** Start of Material for this task **

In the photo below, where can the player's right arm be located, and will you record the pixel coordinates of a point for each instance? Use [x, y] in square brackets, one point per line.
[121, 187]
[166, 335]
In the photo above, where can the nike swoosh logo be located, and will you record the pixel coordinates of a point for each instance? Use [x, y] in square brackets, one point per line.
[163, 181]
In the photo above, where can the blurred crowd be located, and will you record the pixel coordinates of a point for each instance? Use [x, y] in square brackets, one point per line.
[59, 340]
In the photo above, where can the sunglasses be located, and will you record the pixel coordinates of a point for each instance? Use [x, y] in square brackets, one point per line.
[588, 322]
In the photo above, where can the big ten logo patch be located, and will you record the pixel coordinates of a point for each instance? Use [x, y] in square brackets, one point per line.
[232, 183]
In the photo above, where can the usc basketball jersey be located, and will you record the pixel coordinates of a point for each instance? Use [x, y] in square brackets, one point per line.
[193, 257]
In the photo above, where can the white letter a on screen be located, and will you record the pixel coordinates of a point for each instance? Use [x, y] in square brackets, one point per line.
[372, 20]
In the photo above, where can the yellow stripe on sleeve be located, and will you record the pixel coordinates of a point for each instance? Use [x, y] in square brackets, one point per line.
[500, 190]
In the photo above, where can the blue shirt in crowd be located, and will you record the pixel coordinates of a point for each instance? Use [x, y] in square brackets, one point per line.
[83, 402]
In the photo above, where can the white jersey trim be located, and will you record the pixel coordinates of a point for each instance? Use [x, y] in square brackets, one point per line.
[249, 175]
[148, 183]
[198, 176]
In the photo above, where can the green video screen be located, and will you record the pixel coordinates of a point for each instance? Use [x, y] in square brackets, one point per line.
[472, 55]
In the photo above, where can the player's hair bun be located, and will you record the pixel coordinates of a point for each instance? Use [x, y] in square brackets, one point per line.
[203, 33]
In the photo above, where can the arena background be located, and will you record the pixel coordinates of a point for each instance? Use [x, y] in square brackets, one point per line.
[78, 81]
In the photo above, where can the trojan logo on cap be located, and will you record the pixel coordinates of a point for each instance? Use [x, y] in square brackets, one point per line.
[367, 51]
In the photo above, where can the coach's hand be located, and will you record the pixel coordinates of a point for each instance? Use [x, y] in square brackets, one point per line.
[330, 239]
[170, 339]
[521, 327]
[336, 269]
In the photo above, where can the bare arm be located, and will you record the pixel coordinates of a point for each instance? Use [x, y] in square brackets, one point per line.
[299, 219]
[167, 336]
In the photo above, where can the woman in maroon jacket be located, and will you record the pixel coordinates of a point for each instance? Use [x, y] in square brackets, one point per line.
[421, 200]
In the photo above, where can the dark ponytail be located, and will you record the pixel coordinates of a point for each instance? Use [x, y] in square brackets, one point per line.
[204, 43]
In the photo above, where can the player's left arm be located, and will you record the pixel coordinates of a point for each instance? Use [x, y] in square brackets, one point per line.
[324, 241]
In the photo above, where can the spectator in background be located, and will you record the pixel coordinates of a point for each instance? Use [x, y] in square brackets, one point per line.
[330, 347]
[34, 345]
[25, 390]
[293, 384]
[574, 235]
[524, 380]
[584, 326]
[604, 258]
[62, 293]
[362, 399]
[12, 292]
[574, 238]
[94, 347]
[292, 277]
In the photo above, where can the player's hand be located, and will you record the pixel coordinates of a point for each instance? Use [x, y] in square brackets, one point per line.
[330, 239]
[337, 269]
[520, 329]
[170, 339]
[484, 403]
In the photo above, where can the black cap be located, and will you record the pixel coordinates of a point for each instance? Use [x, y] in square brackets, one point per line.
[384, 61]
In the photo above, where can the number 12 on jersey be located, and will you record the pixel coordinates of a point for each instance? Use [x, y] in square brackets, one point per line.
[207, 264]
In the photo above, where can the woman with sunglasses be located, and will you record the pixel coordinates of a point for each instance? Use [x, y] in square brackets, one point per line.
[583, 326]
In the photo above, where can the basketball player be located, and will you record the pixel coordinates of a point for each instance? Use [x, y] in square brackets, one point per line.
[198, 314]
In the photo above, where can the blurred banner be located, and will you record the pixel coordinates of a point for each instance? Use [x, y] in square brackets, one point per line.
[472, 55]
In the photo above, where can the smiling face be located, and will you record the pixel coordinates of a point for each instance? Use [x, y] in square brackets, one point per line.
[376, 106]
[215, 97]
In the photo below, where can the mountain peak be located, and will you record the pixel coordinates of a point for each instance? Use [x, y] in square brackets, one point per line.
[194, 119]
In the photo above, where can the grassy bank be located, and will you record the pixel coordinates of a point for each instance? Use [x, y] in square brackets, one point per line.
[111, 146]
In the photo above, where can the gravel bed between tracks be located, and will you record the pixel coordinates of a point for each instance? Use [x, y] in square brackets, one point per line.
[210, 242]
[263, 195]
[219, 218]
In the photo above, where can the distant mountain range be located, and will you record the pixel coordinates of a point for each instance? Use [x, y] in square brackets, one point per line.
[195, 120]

** End of Material for this task **

Exercise:
Exact copies of all the records are required.

Response:
In the photo below, where can the player's right arm be located, and will you record the pixel coordinates of a point for each instance? Use [x, y] in square brackets, one point per line.
[121, 187]
[166, 335]
In the photo above, where can the nike swoosh logo be located, and will you record the pixel coordinates of a point for each instance? Use [x, y] in square brackets, one point per line.
[163, 181]
In the photo above, where can the blurred crowd be located, and will you record the pixel coordinates of a point for each instance? Use [x, y] in square brackets, one point per line.
[59, 340]
In the photo above, where can the sunglasses be located, and will you record the pixel coordinates of a point for each instance? Use [x, y] in square brackets, one point per line.
[588, 322]
In the photo above, where can the big ten logo patch be located, and will you record the pixel coordinates of a point for each instance? Use [x, y] in square brackets, one point per line.
[232, 183]
In the photo above, where can the usc basketball jersey be located, and will you record the pixel coordinates of a point for each instance? Use [x, y] in square brackets, one point per line.
[193, 257]
In the photo above, where can the white letter a on screen be located, and will you record the pixel coordinates of a point for each instance? Use [x, y] in square brackets, one point per line.
[372, 20]
In the photo above, where can the yellow stripe on sleeve be located, and will you record the pixel coordinates of a point for each instance? Use [x, y] in square brackets, one point per line.
[500, 190]
In the photo above, where can the blue shirt in crowd be located, and will you record the pixel coordinates of a point for each instance? Use [x, y] in square brackets, one point per line.
[83, 402]
In the photo above, where can the white jersey trim be located, and will you record the pixel coordinates of a point for each instance? Use [x, y] in square brackets, one point per line.
[249, 175]
[148, 183]
[198, 176]
In the photo above, where can the green video screen be located, and will you record the pixel coordinates of a point for each instance? Use [x, y] in square brackets, one point per line.
[472, 55]
In the photo above, where can the player's hair bun be located, and will you record the pixel coordinates of a point for each instance? Use [x, y] in square brackets, one point per line.
[203, 33]
In the photo above, where can the arena background be located, and will you record the pixel coordinates of a point for each instance? Use [x, y] in square brackets, one point per line.
[78, 81]
In the photo above, where can the trojan logo on cap be located, and will you record the pixel coordinates of a point for each instance? Use [x, y] in square brackets, one point per line.
[367, 51]
In the photo above, where can the coach's hand be located, and will you record the pixel coordinates of a point for each instance? Use [x, y] in square brackets, one point per line.
[330, 239]
[170, 339]
[521, 327]
[336, 269]
In the photo above, where can the bare arm be located, and will you record the pixel coordinates of a point for each instance? Use [x, y] in square brackets, one point per line.
[299, 219]
[167, 336]
In the photo above, where can the woman in maroon jacket be located, and will you record the pixel coordinates of a point for each instance? Use [x, y] in square brackets, one point per line.
[421, 200]
In the photo above, where can the dark ponytail be located, and will you record the pixel coordinates of a point for each instance? Use [x, y] in square brackets, one point per line.
[204, 43]
In the photo above, where can the player's left arm be located, and will you record the pixel coordinates of a point for each instance? Use [x, y] in square brackets, one point per line.
[324, 241]
In the photo above, where can the spectator in background be located, and will you record the pixel coordinates of a point for each instance? Use [x, y] in square brackets, one point per line.
[330, 347]
[34, 345]
[25, 390]
[293, 384]
[574, 235]
[524, 380]
[584, 326]
[604, 258]
[62, 293]
[362, 399]
[12, 292]
[574, 238]
[94, 347]
[292, 277]
In the photo above, where can the player's hand be located, and will you record the pixel coordinates of a point for each instance? Use [x, y] in square brackets, one point per line.
[330, 239]
[337, 269]
[520, 329]
[170, 339]
[484, 403]
In the photo above, where can the black cap be located, and will you record the pixel coordinates of a point for each instance? Use [x, y] in square brackets, one point per line.
[384, 61]
In the photo above, where can the number 12 on jersey be located, and will you record the pixel coordinates of a point for each instance? Use [x, y] in square brackets, one point per line.
[207, 264]
In the photo above, where can the woman with sunglasses be located, and will you record the pixel coordinates of a point for each instance? Use [x, y] in square brackets, one point per line.
[583, 326]
In the photo above, where can the basketball player be located, and will you record the pixel coordinates of a point for each instance? Use [x, y] in square brackets, one point per line.
[198, 314]
In the photo above, where can the blurred banner be located, and will you record the pixel coordinates of a point for each instance? Use [x, y] in square brackets, one point per line.
[472, 55]
In the photo above, where can the smiling face be located, and will you record the pixel coordinates of a point for each instance? Use [x, y] in square brackets, one point per line.
[376, 106]
[215, 97]
In the photo below, where can the mountain peak be located, and will you record the pixel coordinates of a point for each instance? Use [x, y] in square brackets, one point per line.
[194, 119]
In the photo above, where can the grassy bank be located, and will you record the pixel coordinates of a point for each instance? Use [x, y] in square brackets, one point per line.
[111, 146]
In the photo above, where can the gravel bed between tracks be located, and will you record the pixel coordinates of a point for each instance? Use [x, y] in square brackets, one point per line.
[210, 242]
[263, 195]
[219, 218]
In the photo above, where can the distant mountain range be located, and will you record the pixel coordinates of a point for each instance? Use [x, y] in square brackets, one point per line.
[195, 120]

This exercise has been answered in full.